● ИЗВЛЕЧЁННЫЙ ТЕКСТ
- - - - - - -
Таким образом, даже приход к власти «Солидарности» в Москве считался меньшим злом по сравнению с неизбежным ужесточением западных санкций в случае советской военной интервенции в Польше. И накануне введения военного положения первому секретарю ЦК ПОРП и главе правительства генералу Войцеху Ярузельскому сообщили, что в случае неудачи с введением военного положения он не сможет рассчитывать на помощь советских войск, о привлечении которых он сам просил. И хотя Ярузельский в итоге справился с введением военного положения и интернированием руководства «Солидарности» своими силами, это была пиррова победа.
П. Черемушкин упоминает рабочий дневник генерала Виктора Аношкина, в 1981 году – адъютанта маршала Куликова, из которого «следует, что 9 декабря 1981 года Ярузельский просил советских партнеров ввести в Польшу войска, но получил уклончивый ответ. Подлинность этого документа подтверждает и директор Центра изучения холодной войны Гарвардского университета (США) Марк Крамер» (С. 14). Но тогда получается, что все утверждения Ярузельского о том, что он ввел военное положение только для того, чтобы не допустить ввод в Польшу советских войск, не стоят и ломаного гроша. И тогда непонятно, почему Черемушкин, судя по книге, доверяет эти утверждениям. Тогда ему надо было бы каким-то образом поставить под сомнение свидетельство Аношкина, но он это не делает. Вот уличающее Ярузельского место из дневника Аношкина: «Забастовки являются для нас лучшим вариантом. Рабочие остаются на месте. Будет хуже, если они покинут предприятия и начнут разорять партийные комитеты, организовывать демонстрации. Если это перекинется на всю страну, то вы будете должны нам помочь. Сами мы не справимся», – якобы с такими словами Ярузельский обратился к Куликову за четыре дня до введения военного положения. Он также пригрозил, что Польша может выйти из Варшавского договора, что в тех условиях вряд ли произвело на советское руководство хоть какое-то впечатление[3].
- - - - - - -
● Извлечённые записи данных
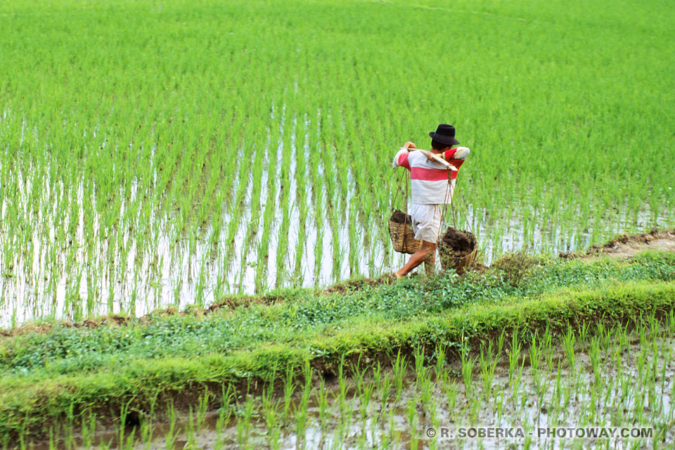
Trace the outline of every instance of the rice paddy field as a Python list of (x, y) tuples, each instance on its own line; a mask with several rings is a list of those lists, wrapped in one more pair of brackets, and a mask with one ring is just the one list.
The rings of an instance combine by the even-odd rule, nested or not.
[[(673, 23), (0, 2), (0, 449), (674, 448)], [(481, 264), (394, 281), (439, 123)], [(639, 435), (442, 431), (480, 427)]]
[[(406, 141), (483, 262), (674, 224), (669, 1), (0, 4), (0, 324), (398, 268)], [(451, 221), (450, 212), (448, 221)]]

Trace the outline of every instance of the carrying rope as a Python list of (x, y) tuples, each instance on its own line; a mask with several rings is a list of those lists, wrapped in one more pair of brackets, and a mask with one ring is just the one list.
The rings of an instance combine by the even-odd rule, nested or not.
[[(407, 225), (408, 224), (408, 193), (409, 191), (409, 187), (410, 187), (409, 186), (410, 178), (409, 176), (406, 176), (406, 171), (404, 171), (404, 172), (401, 174), (401, 180), (404, 178), (405, 178), (405, 181), (406, 181), (406, 197), (404, 200), (404, 207), (403, 207), (404, 216), (403, 219), (403, 224)], [(390, 217), (391, 217), (391, 215), (394, 213), (394, 208), (396, 207), (396, 198), (397, 197), (398, 197), (399, 193), (401, 192), (401, 183), (399, 183), (399, 188), (396, 190), (396, 193), (394, 194), (394, 201), (392, 202), (392, 210), (389, 213)], [(411, 225), (412, 225), (412, 218), (411, 218)], [(408, 239), (408, 233), (403, 233), (404, 248), (406, 247), (406, 241), (407, 240), (407, 239)]]

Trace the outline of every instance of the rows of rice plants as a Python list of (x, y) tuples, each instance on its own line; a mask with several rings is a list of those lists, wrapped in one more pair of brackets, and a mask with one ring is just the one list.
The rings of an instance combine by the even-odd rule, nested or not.
[(672, 9), (537, 5), (3, 2), (0, 323), (386, 273), (440, 122), (487, 261), (671, 226)]
[[(630, 329), (629, 329), (630, 328)], [(326, 379), (307, 361), (264, 382), (257, 395), (223, 387), (227, 406), (214, 412), (209, 393), (166, 423), (153, 413), (117, 430), (96, 415), (51, 428), (49, 448), (519, 448), (641, 449), (671, 445), (675, 420), (675, 316), (654, 316), (630, 326), (583, 324), (562, 334), (512, 330), (449, 364), (448, 352), (418, 349), (390, 364), (342, 362)], [(350, 375), (347, 375), (347, 371)], [(137, 418), (138, 420), (138, 418)], [(126, 425), (125, 425), (126, 424)], [(471, 436), (480, 427), (520, 430), (510, 438)], [(451, 438), (441, 434), (446, 428)], [(589, 437), (587, 430), (625, 428), (645, 433)], [(81, 432), (74, 432), (75, 430)], [(437, 431), (435, 435), (430, 429)], [(465, 435), (461, 435), (464, 429)], [(553, 430), (553, 435), (539, 430)], [(576, 435), (581, 429), (583, 437)], [(565, 430), (561, 437), (555, 430)], [(530, 435), (532, 432), (533, 435)], [(607, 431), (610, 433), (610, 431)], [(22, 437), (22, 445), (30, 438)], [(505, 444), (506, 443), (506, 444)]]

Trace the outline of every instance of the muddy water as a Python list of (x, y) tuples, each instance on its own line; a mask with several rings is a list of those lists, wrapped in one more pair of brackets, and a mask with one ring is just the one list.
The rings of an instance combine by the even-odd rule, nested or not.
[[(271, 119), (280, 115), (280, 135), (283, 136), (288, 127), (294, 130), (290, 145), (285, 146), (282, 140), (276, 148), (265, 151), (270, 162), (278, 167), (284, 155), (290, 153), (288, 210), (280, 206), (284, 194), (279, 188), (279, 175), (269, 180), (266, 169), (260, 180), (260, 195), (252, 198), (252, 174), (240, 158), (236, 173), (240, 176), (233, 190), (247, 184), (243, 212), (226, 205), (222, 208), (221, 228), (207, 224), (194, 231), (193, 236), (179, 239), (176, 238), (180, 232), (173, 219), (154, 210), (147, 218), (149, 226), (143, 236), (138, 236), (133, 226), (124, 231), (108, 229), (95, 209), (91, 217), (87, 216), (83, 204), (95, 205), (97, 199), (95, 194), (84, 198), (84, 177), (67, 188), (60, 180), (45, 179), (41, 181), (44, 186), (36, 184), (31, 170), (12, 172), (18, 198), (12, 199), (15, 205), (10, 205), (6, 198), (0, 205), (0, 327), (40, 318), (81, 320), (96, 314), (140, 316), (169, 306), (179, 309), (190, 304), (207, 306), (226, 294), (262, 295), (276, 288), (325, 286), (357, 275), (376, 277), (400, 267), (406, 257), (392, 251), (386, 224), (381, 223), (379, 212), (366, 217), (361, 210), (362, 199), (356, 191), (351, 168), (340, 169), (346, 171), (348, 181), (344, 195), (338, 193), (329, 199), (328, 179), (316, 183), (316, 191), (310, 182), (297, 186), (297, 153), (302, 152), (307, 161), (316, 156), (309, 147), (309, 131), (304, 136), (295, 134), (297, 121), (304, 120), (305, 129), (310, 129), (309, 120), (285, 114), (283, 108), (278, 108)], [(24, 133), (27, 129), (26, 126)], [(101, 134), (94, 130), (95, 136), (97, 133)], [(102, 134), (105, 146), (105, 134)], [(150, 166), (154, 171), (153, 162), (151, 158)], [(325, 177), (321, 159), (318, 164), (317, 173)], [(312, 180), (309, 165), (304, 170), (304, 179)], [(156, 171), (153, 173), (156, 177)], [(268, 205), (271, 188), (276, 191)], [(33, 192), (40, 189), (41, 192)], [(539, 221), (528, 219), (536, 217), (534, 210), (518, 210), (495, 221), (488, 212), (475, 210), (470, 203), (460, 201), (461, 191), (457, 224), (471, 229), (477, 236), (482, 255), (479, 257), (485, 264), (504, 252), (556, 253), (591, 243), (592, 229), (570, 231), (560, 226), (543, 227)], [(314, 211), (312, 205), (308, 205), (303, 220), (299, 205), (301, 193), (302, 198), (309, 201), (320, 197), (326, 210)], [(120, 205), (120, 216), (131, 211), (134, 205), (137, 207), (142, 195), (136, 181), (130, 181), (128, 196), (124, 187), (120, 187), (120, 198), (124, 200)], [(36, 196), (62, 202), (75, 199), (66, 213), (70, 215), (62, 219), (65, 229), (74, 230), (72, 242), (60, 240), (68, 234), (51, 225), (55, 221), (55, 205), (43, 207), (43, 205), (35, 210), (28, 207), (28, 199)], [(335, 226), (326, 206), (329, 200), (338, 212)], [(13, 207), (18, 208), (21, 219), (18, 223), (22, 225), (10, 233), (8, 224), (14, 220), (10, 217), (14, 214)], [(388, 205), (379, 207), (387, 210)], [(264, 229), (262, 218), (270, 208), (272, 219)], [(647, 210), (645, 207), (645, 212), (638, 216), (636, 222), (636, 218), (618, 214), (603, 223), (612, 224), (616, 231), (669, 224), (670, 219), (664, 217), (654, 223)], [(254, 222), (255, 211), (258, 220)], [(234, 233), (231, 242), (231, 230)], [(266, 250), (262, 242), (266, 233), (269, 236)]]
[[(584, 350), (575, 349), (573, 364), (562, 347), (541, 353), (534, 360), (524, 349), (511, 371), (505, 355), (489, 360), (494, 364), (491, 377), (485, 375), (489, 373), (486, 368), (489, 369), (490, 365), (481, 368), (479, 355), (474, 355), (477, 361), (468, 387), (462, 380), (458, 362), (444, 368), (438, 376), (431, 368), (425, 369), (420, 376), (414, 364), (409, 366), (407, 371), (398, 371), (404, 374), (399, 386), (394, 381), (397, 371), (392, 369), (383, 371), (380, 381), (372, 376), (366, 376), (361, 382), (347, 379), (342, 390), (339, 380), (333, 379), (325, 384), (327, 402), (323, 407), (318, 400), (316, 383), (306, 406), (302, 406), (300, 393), (302, 387), (297, 386), (290, 404), (292, 412), (271, 428), (260, 404), (253, 408), (250, 420), (243, 418), (245, 406), (240, 405), (238, 418), (219, 420), (217, 413), (212, 413), (205, 416), (200, 427), (190, 427), (191, 431), (187, 432), (185, 423), (182, 430), (174, 428), (171, 433), (170, 427), (162, 425), (155, 429), (155, 439), (139, 442), (136, 448), (496, 449), (672, 446), (675, 340), (660, 338), (641, 343), (639, 338), (634, 338), (632, 342), (614, 346), (615, 343), (610, 342), (606, 350), (600, 349), (595, 368), (587, 347)], [(539, 364), (533, 364), (533, 361)], [(345, 394), (341, 395), (341, 392)], [(384, 401), (380, 399), (383, 393), (387, 399)], [(276, 401), (278, 418), (283, 399)], [(306, 418), (298, 420), (299, 416)], [(297, 432), (299, 425), (304, 426), (302, 433)], [(560, 430), (577, 432), (570, 428), (610, 430), (617, 427), (651, 429), (653, 434), (651, 437), (636, 439), (581, 438), (573, 435), (563, 439), (555, 435)], [(470, 437), (472, 430), (477, 433), (480, 428), (486, 433), (489, 429), (502, 430), (513, 437)], [(433, 438), (430, 437), (432, 429), (437, 433)], [(463, 432), (464, 437), (461, 437)], [(99, 437), (106, 442), (116, 439), (114, 434)]]

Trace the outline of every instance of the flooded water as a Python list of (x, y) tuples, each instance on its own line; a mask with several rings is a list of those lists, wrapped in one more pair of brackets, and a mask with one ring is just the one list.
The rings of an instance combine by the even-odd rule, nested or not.
[[(439, 371), (415, 361), (380, 375), (314, 382), (309, 395), (241, 399), (236, 418), (207, 413), (153, 428), (136, 449), (589, 449), (675, 443), (675, 340), (610, 338), (594, 353), (564, 345), (535, 356), (527, 349), (481, 361), (472, 355)], [(288, 414), (283, 411), (287, 405)], [(272, 416), (270, 411), (274, 411)], [(641, 437), (589, 437), (597, 431)], [(480, 430), (506, 433), (480, 437)], [(493, 430), (490, 432), (489, 430)], [(577, 432), (582, 430), (582, 432)], [(432, 431), (431, 431), (432, 430)], [(496, 430), (501, 430), (498, 432)], [(566, 437), (561, 437), (565, 430)], [(612, 431), (614, 430), (614, 431)], [(619, 430), (619, 431), (617, 431)], [(148, 430), (143, 432), (149, 435)], [(131, 435), (127, 429), (127, 438)], [(579, 434), (584, 434), (579, 437)], [(472, 435), (476, 433), (475, 435)], [(520, 435), (522, 433), (522, 435)], [(136, 430), (136, 439), (141, 433)], [(511, 435), (509, 436), (509, 434)], [(599, 436), (600, 435), (598, 435)], [(119, 432), (99, 434), (117, 445)]]
[[(179, 217), (157, 205), (143, 206), (146, 194), (136, 179), (120, 186), (119, 203), (102, 214), (92, 207), (101, 199), (86, 175), (66, 183), (56, 176), (36, 178), (30, 167), (0, 165), (8, 177), (5, 188), (14, 193), (2, 197), (0, 204), (0, 327), (39, 319), (79, 321), (207, 306), (228, 294), (327, 286), (354, 276), (377, 277), (402, 266), (407, 255), (393, 251), (387, 230), (391, 199), (382, 205), (373, 202), (375, 209), (368, 211), (364, 193), (355, 187), (354, 169), (347, 165), (331, 172), (323, 159), (316, 158), (309, 144), (309, 118), (286, 117), (283, 108), (273, 110), (271, 118), (278, 119), (281, 136), (286, 129), (292, 131), (276, 148), (266, 148), (266, 158), (275, 169), (285, 167), (288, 158), (288, 173), (269, 179), (271, 167), (266, 164), (257, 179), (248, 162), (236, 160), (231, 191), (241, 193), (241, 204), (223, 199), (219, 221), (185, 231)], [(298, 120), (310, 130), (304, 136), (295, 135)], [(105, 147), (105, 134), (92, 132), (103, 136)], [(31, 134), (25, 123), (22, 134)], [(149, 165), (156, 182), (156, 148), (151, 150)], [(305, 162), (299, 165), (300, 160)], [(310, 161), (316, 165), (314, 169)], [(326, 174), (333, 172), (345, 182)], [(323, 178), (309, 182), (316, 176)], [(298, 186), (299, 179), (306, 180), (305, 185)], [(330, 184), (338, 186), (333, 194)], [(342, 186), (347, 186), (344, 191)], [(461, 184), (458, 191), (456, 219), (449, 216), (447, 221), (477, 235), (479, 259), (487, 264), (507, 252), (574, 251), (598, 236), (671, 224), (670, 217), (655, 219), (645, 205), (637, 217), (605, 213), (602, 224), (611, 228), (570, 229), (548, 224), (541, 212), (527, 207), (493, 217), (499, 212), (474, 208)]]

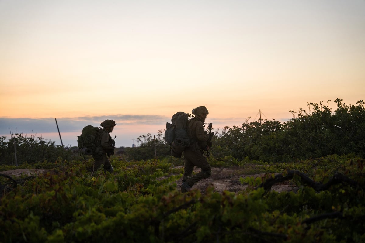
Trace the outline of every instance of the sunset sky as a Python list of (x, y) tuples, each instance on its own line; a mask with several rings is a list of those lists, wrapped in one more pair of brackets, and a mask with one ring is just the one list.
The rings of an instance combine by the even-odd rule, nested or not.
[(365, 1), (0, 0), (0, 136), (116, 146), (205, 106), (222, 129), (365, 99)]

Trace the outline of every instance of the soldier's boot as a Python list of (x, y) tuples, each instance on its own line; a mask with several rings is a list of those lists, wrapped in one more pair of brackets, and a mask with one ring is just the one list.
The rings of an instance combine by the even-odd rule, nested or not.
[(185, 181), (181, 184), (181, 192), (185, 193), (191, 190), (191, 186)]
[(191, 176), (182, 176), (182, 183), (184, 183), (184, 182), (186, 181), (187, 180), (188, 180), (188, 179), (190, 178), (191, 177)]
[(107, 171), (109, 171), (111, 173), (112, 173), (114, 171), (114, 168), (111, 165), (110, 165), (108, 168), (105, 168), (105, 169)]

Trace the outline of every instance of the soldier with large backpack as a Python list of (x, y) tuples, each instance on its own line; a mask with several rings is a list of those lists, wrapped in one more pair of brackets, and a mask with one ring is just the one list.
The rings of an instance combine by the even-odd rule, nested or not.
[[(204, 156), (203, 150), (208, 151), (209, 147), (207, 141), (211, 138), (214, 133), (204, 131), (204, 124), (209, 114), (205, 106), (199, 106), (193, 109), (192, 113), (195, 117), (189, 120), (187, 132), (190, 140), (190, 144), (184, 150), (184, 174), (181, 184), (182, 192), (187, 192), (193, 185), (203, 179), (209, 177), (211, 174), (210, 165)], [(194, 166), (201, 169), (197, 174), (192, 177)]]
[(104, 128), (91, 125), (82, 128), (81, 135), (77, 136), (77, 144), (83, 154), (92, 156), (95, 161), (93, 171), (103, 165), (104, 170), (111, 173), (114, 169), (108, 157), (114, 154), (115, 142), (112, 139), (109, 133), (113, 131), (116, 122), (112, 120), (105, 120), (100, 125)]

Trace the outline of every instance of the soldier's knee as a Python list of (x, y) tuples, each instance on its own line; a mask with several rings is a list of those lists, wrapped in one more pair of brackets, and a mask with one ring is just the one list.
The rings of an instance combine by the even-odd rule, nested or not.
[(203, 178), (204, 179), (210, 177), (212, 175), (212, 171), (210, 168), (203, 170)]

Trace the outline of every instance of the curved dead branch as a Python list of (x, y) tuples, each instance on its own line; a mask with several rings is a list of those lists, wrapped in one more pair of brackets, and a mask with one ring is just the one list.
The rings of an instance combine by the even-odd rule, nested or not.
[(299, 176), (302, 182), (313, 188), (317, 192), (327, 190), (332, 185), (341, 183), (347, 184), (352, 186), (356, 186), (358, 184), (355, 181), (341, 173), (336, 173), (330, 179), (328, 182), (323, 184), (320, 182), (315, 181), (306, 175), (299, 171), (288, 171), (285, 174), (285, 175), (284, 173), (277, 175), (273, 178), (266, 180), (259, 185), (257, 188), (263, 187), (266, 193), (268, 192), (271, 189), (271, 187), (275, 184), (291, 180), (296, 176)]

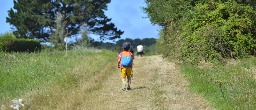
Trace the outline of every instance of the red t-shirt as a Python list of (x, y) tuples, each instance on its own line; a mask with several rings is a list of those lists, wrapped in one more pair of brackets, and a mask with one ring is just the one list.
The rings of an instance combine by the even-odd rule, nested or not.
[[(129, 52), (129, 51), (124, 51), (124, 52)], [(132, 56), (132, 57), (134, 56), (134, 55), (133, 55), (133, 54), (132, 54), (132, 52), (129, 52), (129, 53), (130, 53), (130, 54), (131, 54), (131, 55)], [(119, 54), (119, 55), (118, 56), (118, 58), (122, 59), (122, 55), (123, 55), (123, 53), (123, 53), (123, 52), (120, 53), (120, 54)], [(132, 65), (130, 65), (129, 66), (126, 67), (128, 67), (128, 68), (132, 68)], [(121, 66), (121, 68), (124, 68), (124, 67), (123, 66), (123, 65), (122, 65), (122, 66)]]

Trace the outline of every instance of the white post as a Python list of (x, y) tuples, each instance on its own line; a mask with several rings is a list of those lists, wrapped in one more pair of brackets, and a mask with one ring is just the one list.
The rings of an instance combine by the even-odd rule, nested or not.
[(67, 44), (68, 43), (66, 42), (66, 55), (68, 56), (68, 45)]
[(66, 43), (66, 55), (68, 56), (68, 37), (65, 37), (64, 38), (64, 42)]

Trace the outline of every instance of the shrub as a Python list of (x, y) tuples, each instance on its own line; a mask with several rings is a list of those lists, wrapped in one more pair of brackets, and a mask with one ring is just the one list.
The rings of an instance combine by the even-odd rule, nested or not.
[(245, 5), (240, 0), (146, 1), (145, 12), (152, 23), (163, 28), (158, 47), (164, 56), (217, 64), (224, 59), (256, 55), (253, 2)]
[(41, 49), (40, 41), (31, 39), (1, 38), (0, 41), (7, 43), (9, 52), (34, 52)]
[(7, 42), (0, 41), (0, 50), (5, 51), (8, 49), (7, 47)]

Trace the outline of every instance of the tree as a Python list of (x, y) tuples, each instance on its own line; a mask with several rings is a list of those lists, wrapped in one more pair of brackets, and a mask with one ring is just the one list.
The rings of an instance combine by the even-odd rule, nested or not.
[(55, 15), (66, 22), (67, 36), (79, 32), (80, 27), (87, 27), (89, 33), (100, 36), (102, 40), (120, 38), (124, 31), (118, 30), (104, 13), (110, 0), (14, 0), (13, 8), (8, 11), (6, 22), (15, 27), (13, 33), (18, 38), (37, 38), (46, 41), (56, 29)]
[(145, 1), (144, 12), (163, 27), (158, 47), (165, 56), (218, 63), (256, 55), (255, 0)]

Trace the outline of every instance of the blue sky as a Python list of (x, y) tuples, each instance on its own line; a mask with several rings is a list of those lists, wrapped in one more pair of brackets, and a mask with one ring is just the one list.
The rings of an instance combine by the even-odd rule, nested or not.
[[(0, 0), (0, 33), (3, 33), (12, 30), (11, 26), (6, 23), (6, 17), (8, 17), (7, 11), (13, 8), (13, 1)], [(159, 27), (152, 25), (149, 18), (142, 18), (146, 17), (147, 15), (143, 13), (140, 7), (146, 7), (146, 5), (142, 0), (112, 0), (108, 4), (108, 10), (105, 11), (105, 14), (112, 19), (111, 22), (115, 24), (118, 29), (124, 31), (121, 35), (121, 38), (116, 39), (116, 41), (126, 38), (134, 39), (158, 37), (157, 30)], [(96, 36), (91, 35), (90, 36), (96, 41), (100, 40)], [(112, 42), (111, 41), (105, 42)]]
- - - - - - -
● ЗАДАЧИ ДЛЯ РЕШЕНИЯ
- a) Изложите извлечённый текст в двух предложениях.
- b) Кто, согласно извлечённому тексту, подтверждает подлинность дневника генерала Аношкина?
- c) Процитируйте из извлечённого текста отрывок, начиная со слов «Таким образом, даже» и заканчивая словами «была пиррова победа.» включительно.

● РЕШЕНИЯ ЗАДАЧ
- a) В Москве даже приход «Солидарности» к власти считали меньшим злом, чем ужесточение западных санкций в случае советской интервенции в Польше, и накануне введения военного положения Ярузельскому сообщили, что на помощь советских войск, о которой он сам просил, рассчитывать не придётся. Из дневника генерала Аношкина следует, что 9 декабря 1981 года Ярузельский просил ввести в Польшу войска, и поэтому его утверждения о введении военного положения ради того, чтобы не допустить ввода советских войск, по мнению автора, ничего не стоят.

- b) Директор Центра изучения холодной войны Гарвардского университета Марк Крамер.

- c)
Таким образом, даже приход к власти «Солидарности» в Москве считался меньшим злом по сравнению с неизбежным ужесточением западных санкций в случае советской военной интервенции в Польше. И накануне введения военного положения первому секретарю ЦК ПОРП и главе правительства генералу Войцеху Ярузельскому сообщили, что в случае неудачи с введением военного положения он не сможет рассчитывать на помощь советских войск, о привлечении которых он сам просил. И хотя Ярузельский в итоге справился с введением военного положения и интернированием руководства «Солидарности» своими силами, это была пиррова победа.